It’s Black Friday baby! Wait, what???

Huge Sales, Zero Clue. Perfect.

My Big Fat Funny Life
November 28, 2025 | 3 min read | |

It’s Black Friday baby! Wait, what???

Black Friday has officially arrived in Greece.
And by “arrived,” I mean we imported it the way we import everything: with enthusiasm, confusion, and absolutely zero instructions.

Walk down any shopping street today and you’ll see massive BLACK FRIDAY signs taped, glued, or stapled onto windows.
Store owners are smiling. Customers are wandering in happily. Everyone is excited.

And not a single soul knows why.

No one knows where Black Friday came from.
No one knows what it celebrates.
Some think it’s American Easter. Others think it’s a pre-Christmas clearance. A few believe it’s some kind of “global shopping festival” invented by NASA.

But nobody cares.
Because the discounts?
Everything is good (ola komble)

Another American tradition, beautifully misunderstood

Greece has a special talent for taking U.S. traditions and giving them their own spin:

– Halloween → excuse for adults to dress like influencers
– Pumpkin spice → translated as, cinnamon my love, cinnamon (“kanela, agapi mou, kanela!”)
– Cyber Monday → still a mystery
– And now… Black Friday → whatever we can catch kids (“oti piasoume pedia!”)

We may not understand the meaning, but we do understand -70%.
That’s a universal language.

The Greek version of Black Friday

Here’s how it works locally:

  1. Put up a giant “BLACK FRIDAY” sign (spelled correctly or not, it doesn’t matter).

Information shown
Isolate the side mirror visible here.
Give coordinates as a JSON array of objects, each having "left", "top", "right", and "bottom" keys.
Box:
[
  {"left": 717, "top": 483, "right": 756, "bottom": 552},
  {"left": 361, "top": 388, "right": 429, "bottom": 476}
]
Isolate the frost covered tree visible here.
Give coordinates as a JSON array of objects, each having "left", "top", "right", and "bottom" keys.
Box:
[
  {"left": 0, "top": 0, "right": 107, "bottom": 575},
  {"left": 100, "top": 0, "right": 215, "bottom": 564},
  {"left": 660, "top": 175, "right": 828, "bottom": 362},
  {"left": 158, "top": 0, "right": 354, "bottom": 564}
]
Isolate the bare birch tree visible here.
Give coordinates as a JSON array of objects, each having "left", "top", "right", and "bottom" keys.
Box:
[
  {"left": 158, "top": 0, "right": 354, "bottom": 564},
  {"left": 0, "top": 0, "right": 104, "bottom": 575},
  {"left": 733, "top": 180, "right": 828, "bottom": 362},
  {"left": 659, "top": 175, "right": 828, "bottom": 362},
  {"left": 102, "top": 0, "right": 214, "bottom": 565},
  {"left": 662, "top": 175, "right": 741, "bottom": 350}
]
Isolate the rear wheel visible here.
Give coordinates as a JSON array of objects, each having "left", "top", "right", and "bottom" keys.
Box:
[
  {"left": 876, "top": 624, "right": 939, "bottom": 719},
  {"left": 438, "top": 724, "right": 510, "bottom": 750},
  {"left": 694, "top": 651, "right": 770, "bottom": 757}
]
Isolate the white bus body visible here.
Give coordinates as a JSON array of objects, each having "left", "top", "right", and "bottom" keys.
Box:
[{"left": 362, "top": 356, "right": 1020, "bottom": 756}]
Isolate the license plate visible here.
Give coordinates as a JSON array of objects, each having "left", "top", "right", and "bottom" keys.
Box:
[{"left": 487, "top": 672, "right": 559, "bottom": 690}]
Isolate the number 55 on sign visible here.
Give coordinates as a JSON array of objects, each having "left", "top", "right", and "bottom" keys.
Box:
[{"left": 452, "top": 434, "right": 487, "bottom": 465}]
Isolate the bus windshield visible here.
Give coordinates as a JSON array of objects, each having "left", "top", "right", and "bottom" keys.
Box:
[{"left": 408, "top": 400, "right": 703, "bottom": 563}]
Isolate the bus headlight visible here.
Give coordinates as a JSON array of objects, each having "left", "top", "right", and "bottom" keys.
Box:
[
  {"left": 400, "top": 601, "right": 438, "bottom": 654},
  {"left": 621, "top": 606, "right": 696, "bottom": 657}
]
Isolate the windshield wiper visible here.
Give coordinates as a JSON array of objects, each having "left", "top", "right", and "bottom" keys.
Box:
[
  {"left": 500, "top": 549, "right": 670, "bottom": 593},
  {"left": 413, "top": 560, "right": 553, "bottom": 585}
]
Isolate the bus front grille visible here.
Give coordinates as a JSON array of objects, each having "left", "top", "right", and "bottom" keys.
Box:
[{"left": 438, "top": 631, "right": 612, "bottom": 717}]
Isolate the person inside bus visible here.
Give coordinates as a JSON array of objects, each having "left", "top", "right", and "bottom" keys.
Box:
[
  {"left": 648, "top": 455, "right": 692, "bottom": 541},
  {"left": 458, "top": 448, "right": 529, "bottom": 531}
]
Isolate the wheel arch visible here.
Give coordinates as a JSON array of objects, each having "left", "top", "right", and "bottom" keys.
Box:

Instructions for the task
Quote the Black Friday post above word for word, from "Black Friday has" to "But nobody cares.".

The reply
Black Friday has officially arrived in Greece.
And by “arrived,” I mean we imported it the way we import everything: with enthusiasm, confusion, and absolutely zero instructions.

Walk down any shopping street today and you’ll see massive BLACK FRIDAY signs taped, glued, or stapled onto windows.
Store owners are smiling. Customers are wandering in happily. Everyone is excited.

And not a single soul knows why.

No one knows where Black Friday came from.
No one knows what it celebrates.
Some think it’s American Easter. Others think it’s a pre-Christmas clearance. A few believe it’s some kind of “global shopping festival” invented by NASA.

But nobody cares.